* _Text shown_:
◆ ◆ ◆ ◆ ◆ ◆ ◆
Perform a single Langevin dynamics update step.

Implements the discrete Langevin equation:

\[x_{t+1} = x_t - \eta \nabla_x U(x_t) + \sqrt{2\eta} \epsilon_t\]

Parameters:

Name Type Description Default
prev_x Tensor

Current state tensor of batch_shape (batch_size, dim)

required
noise Tensor

Gaussian noise tensor of batch_shape (batch_size, dim)

required

Returns:

Type Description
Tensor

torch.Tensor: Updated state tensor of same batch_shape as prev_x

Example
# Single step for 10 particles in 2D space
current_state = torch.randn(10, 2)
noise = torch.randn_like(current_state)
next_state = langevin.langevin_step(current_state, noise)
Source code in torchebm/samplers/langevin_dynamics.py
def langevin_step(self, prev_x: torch.Tensor, noise: torch.Tensor) -> torch.Tensor:
    r"""
◆ ◆ ◆ ◆ ◆ ◆ ◆
* _Information given_:
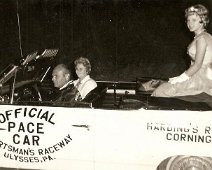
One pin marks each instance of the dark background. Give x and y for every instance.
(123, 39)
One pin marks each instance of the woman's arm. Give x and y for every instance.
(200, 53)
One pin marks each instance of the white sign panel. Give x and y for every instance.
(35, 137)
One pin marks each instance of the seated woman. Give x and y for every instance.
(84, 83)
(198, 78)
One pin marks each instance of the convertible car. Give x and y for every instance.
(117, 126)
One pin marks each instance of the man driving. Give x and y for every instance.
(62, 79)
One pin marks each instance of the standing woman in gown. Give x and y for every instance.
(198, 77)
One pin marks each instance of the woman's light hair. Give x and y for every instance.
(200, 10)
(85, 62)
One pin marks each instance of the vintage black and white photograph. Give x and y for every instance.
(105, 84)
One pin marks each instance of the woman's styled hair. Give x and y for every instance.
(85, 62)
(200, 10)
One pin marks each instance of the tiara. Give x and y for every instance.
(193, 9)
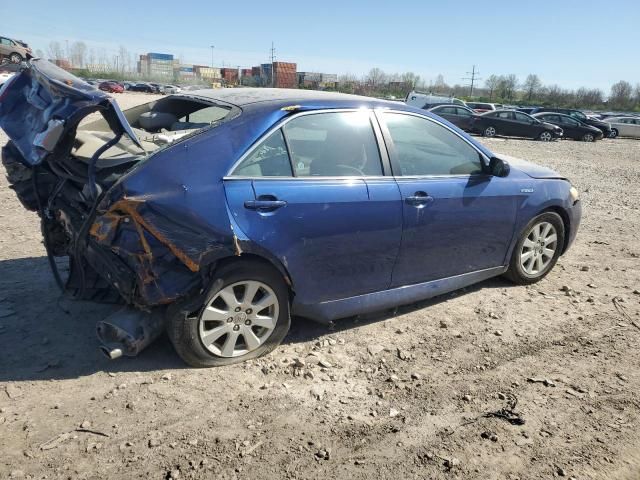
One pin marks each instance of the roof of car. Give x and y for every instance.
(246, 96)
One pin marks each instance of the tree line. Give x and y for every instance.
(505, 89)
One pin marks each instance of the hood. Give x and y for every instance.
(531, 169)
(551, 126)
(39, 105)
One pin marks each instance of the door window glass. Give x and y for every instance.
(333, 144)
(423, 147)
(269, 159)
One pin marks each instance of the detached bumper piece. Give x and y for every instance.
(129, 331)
◆ ◆ ◆ ◆ ◆ ◆ ◆
* _Requirement A_: According to the Langevin step documentation, what shape must the noise tensor have?
* _Requirement B_: Using the equation in the Langevin step documentation, explain how one update step turns the current state into the next state.
* _Requirement C_: Continue the Langevin step documentation from its last line, writing out the next part of the source code.

* _Exercise result A_: The noise must be a Gaussian noise tensor of batch_shape (batch_size, dim).

* _Exercise result B_: The step computes x_{t+1} from x_t by subtracting η times the gradient of U at x_t. It then adds the Gaussian noise ε_t scaled by √(2η).

* _Exercise result C_:
    Perform a single Langevin dynamics update step.

    Implements the discrete Langevin equation:

    $$x_{t+1} = x_t - \eta \nabla_x U(x_t) + \sqrt{2\eta} \epsilon_t$$

    Args:
        prev_x (torch.Tensor): Current state tensor of batch_shape (batch_size, dim)
        noise (torch.Tensor): Gaussian noise tensor of batch_shape (batch_size, dim)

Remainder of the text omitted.